:: Given data ::

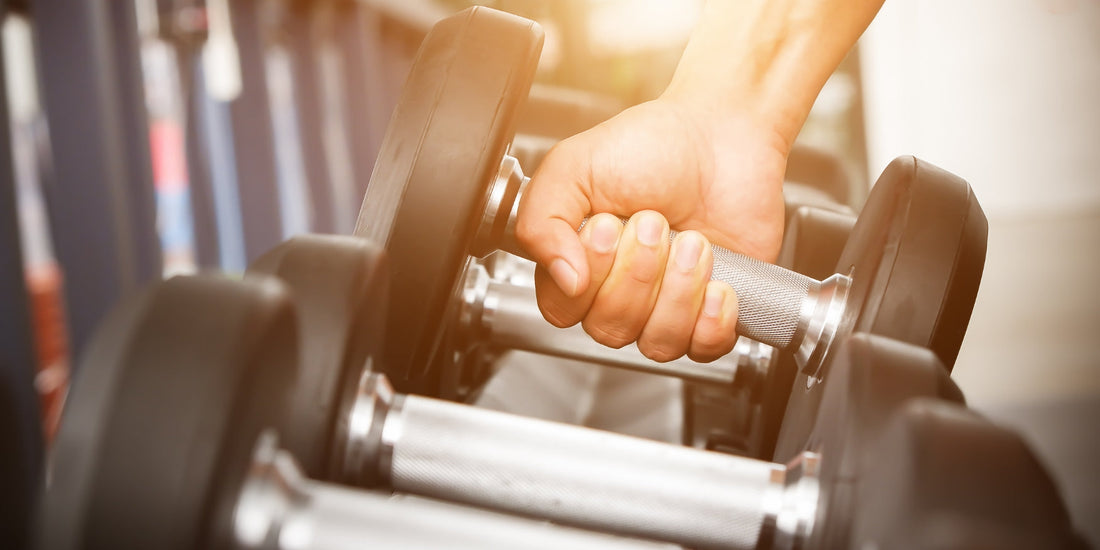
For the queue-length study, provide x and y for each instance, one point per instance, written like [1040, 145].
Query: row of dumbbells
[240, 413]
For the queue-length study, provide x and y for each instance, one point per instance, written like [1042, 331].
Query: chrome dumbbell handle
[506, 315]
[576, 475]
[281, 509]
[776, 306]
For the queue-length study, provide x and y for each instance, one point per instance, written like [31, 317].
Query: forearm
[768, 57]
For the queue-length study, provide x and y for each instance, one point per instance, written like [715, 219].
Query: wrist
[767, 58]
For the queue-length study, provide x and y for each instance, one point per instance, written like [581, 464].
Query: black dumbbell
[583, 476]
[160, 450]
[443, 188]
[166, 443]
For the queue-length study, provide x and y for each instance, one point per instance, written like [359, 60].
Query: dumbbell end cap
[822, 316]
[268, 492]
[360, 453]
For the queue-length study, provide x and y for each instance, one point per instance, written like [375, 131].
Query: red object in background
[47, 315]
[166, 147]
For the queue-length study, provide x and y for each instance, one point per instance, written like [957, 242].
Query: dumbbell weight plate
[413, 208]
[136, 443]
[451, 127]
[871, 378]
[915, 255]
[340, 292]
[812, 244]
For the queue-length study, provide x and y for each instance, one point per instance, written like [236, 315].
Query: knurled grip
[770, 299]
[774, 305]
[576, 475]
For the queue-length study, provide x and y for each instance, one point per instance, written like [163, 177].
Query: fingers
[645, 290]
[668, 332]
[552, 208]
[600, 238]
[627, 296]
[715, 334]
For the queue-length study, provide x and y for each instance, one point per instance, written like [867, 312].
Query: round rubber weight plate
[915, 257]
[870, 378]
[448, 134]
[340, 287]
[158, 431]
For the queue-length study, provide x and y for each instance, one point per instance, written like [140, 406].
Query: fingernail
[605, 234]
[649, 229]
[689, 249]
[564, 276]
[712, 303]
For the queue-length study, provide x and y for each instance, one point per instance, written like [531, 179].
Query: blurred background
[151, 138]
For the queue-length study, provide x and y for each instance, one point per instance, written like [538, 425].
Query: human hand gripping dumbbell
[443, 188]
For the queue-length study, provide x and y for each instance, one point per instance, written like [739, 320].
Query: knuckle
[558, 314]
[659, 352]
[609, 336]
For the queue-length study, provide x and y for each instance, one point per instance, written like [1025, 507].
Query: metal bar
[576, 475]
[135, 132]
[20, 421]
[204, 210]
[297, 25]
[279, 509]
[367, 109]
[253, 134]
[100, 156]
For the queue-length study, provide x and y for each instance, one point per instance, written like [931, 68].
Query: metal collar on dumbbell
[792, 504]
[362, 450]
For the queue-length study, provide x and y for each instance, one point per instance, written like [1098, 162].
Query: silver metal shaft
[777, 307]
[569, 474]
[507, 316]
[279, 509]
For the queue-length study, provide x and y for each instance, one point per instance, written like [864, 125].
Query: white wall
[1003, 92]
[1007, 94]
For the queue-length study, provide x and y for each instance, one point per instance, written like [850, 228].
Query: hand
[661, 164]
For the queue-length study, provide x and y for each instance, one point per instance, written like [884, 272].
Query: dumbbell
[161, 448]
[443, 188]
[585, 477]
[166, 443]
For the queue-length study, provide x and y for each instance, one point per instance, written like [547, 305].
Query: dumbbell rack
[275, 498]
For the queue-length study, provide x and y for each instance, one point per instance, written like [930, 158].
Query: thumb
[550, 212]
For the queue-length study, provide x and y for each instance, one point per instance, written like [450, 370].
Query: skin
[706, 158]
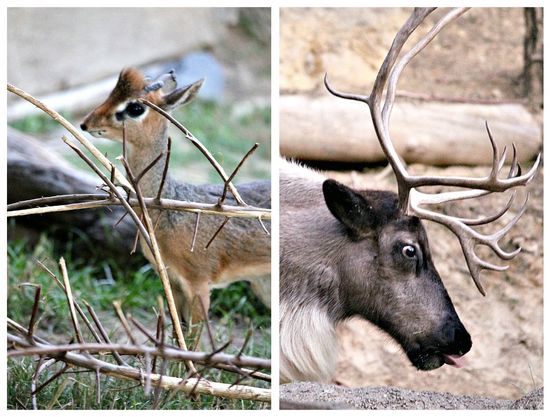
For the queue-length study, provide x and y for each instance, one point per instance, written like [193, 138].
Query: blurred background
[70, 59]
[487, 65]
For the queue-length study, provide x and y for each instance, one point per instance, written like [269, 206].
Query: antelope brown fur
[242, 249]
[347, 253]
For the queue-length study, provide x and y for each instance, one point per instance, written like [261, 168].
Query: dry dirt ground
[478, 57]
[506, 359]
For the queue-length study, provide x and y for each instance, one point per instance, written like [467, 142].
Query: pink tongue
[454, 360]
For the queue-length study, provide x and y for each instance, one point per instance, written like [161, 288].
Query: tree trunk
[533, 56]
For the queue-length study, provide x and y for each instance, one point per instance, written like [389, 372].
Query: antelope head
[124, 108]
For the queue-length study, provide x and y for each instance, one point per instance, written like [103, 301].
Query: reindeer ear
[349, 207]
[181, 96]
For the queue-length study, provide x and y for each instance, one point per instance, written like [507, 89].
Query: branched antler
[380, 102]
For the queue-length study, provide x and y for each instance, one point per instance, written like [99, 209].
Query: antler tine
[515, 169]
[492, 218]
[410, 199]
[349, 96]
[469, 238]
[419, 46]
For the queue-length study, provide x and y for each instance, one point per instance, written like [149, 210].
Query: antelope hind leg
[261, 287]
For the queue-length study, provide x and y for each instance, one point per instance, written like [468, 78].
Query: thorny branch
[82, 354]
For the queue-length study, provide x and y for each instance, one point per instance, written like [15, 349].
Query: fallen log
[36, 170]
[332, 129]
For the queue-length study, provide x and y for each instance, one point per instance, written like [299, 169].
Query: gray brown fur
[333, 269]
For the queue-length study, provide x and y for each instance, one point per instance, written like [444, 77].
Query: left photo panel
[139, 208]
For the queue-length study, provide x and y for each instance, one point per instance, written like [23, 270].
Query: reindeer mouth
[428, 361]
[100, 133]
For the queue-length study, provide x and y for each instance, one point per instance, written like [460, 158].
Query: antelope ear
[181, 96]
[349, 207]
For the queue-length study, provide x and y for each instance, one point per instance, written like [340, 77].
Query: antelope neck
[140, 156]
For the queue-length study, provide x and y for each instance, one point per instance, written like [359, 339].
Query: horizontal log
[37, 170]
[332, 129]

:::
:: Given data ::

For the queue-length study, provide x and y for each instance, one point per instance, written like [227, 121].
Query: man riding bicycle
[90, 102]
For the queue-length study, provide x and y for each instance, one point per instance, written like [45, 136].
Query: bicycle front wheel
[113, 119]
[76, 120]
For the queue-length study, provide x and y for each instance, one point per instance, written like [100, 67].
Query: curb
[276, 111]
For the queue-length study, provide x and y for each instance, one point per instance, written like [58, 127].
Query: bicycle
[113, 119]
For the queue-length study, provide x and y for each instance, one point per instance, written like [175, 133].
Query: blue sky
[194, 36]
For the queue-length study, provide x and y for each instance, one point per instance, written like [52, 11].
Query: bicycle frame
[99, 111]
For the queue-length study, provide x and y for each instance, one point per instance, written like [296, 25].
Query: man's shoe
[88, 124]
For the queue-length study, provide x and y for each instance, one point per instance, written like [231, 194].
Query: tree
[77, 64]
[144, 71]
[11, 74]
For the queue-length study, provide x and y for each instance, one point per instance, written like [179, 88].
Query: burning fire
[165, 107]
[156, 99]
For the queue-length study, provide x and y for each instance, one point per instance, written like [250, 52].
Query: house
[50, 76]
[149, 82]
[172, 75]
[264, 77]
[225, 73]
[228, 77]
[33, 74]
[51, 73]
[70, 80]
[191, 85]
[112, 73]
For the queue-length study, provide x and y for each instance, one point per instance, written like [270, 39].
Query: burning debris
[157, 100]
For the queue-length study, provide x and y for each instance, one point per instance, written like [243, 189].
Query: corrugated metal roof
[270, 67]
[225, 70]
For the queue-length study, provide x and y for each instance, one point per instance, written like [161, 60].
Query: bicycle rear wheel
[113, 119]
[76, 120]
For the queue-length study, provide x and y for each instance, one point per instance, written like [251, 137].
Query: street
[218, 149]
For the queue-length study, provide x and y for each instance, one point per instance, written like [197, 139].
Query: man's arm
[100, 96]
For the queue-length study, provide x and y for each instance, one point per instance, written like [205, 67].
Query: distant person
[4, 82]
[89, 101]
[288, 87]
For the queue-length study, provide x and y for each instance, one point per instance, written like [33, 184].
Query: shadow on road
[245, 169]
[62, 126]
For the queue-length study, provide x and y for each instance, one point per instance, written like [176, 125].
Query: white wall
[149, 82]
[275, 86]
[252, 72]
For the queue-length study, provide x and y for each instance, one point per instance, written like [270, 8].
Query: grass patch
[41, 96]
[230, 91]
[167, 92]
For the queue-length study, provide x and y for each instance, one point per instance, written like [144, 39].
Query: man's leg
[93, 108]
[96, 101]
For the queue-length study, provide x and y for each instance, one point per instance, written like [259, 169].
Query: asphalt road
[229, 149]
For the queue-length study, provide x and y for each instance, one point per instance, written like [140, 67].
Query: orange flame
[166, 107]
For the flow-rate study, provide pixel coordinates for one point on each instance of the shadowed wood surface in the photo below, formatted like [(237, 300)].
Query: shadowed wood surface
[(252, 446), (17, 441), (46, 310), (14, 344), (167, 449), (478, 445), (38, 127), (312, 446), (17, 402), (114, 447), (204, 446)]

:::

■ Problem requirements: Would you print, exactly as written, every line above from the one holding "like [1040, 145]." through the one holding "like [31, 317].", with both included and no other lines?

■ Solution for this exercise:
For the queue-length study, provide x and y for each instance, one point per instance, written like [1040, 145].
Query: row of dumbbells
[240, 413]
For the queue-length study, provide x and y for each instance, one point per instance, written like [1042, 331].
Query: chrome dumbbell handle
[506, 315]
[576, 475]
[281, 509]
[776, 306]
For the queue-length study, provide x and y for each instance, one point per instance, written like [31, 317].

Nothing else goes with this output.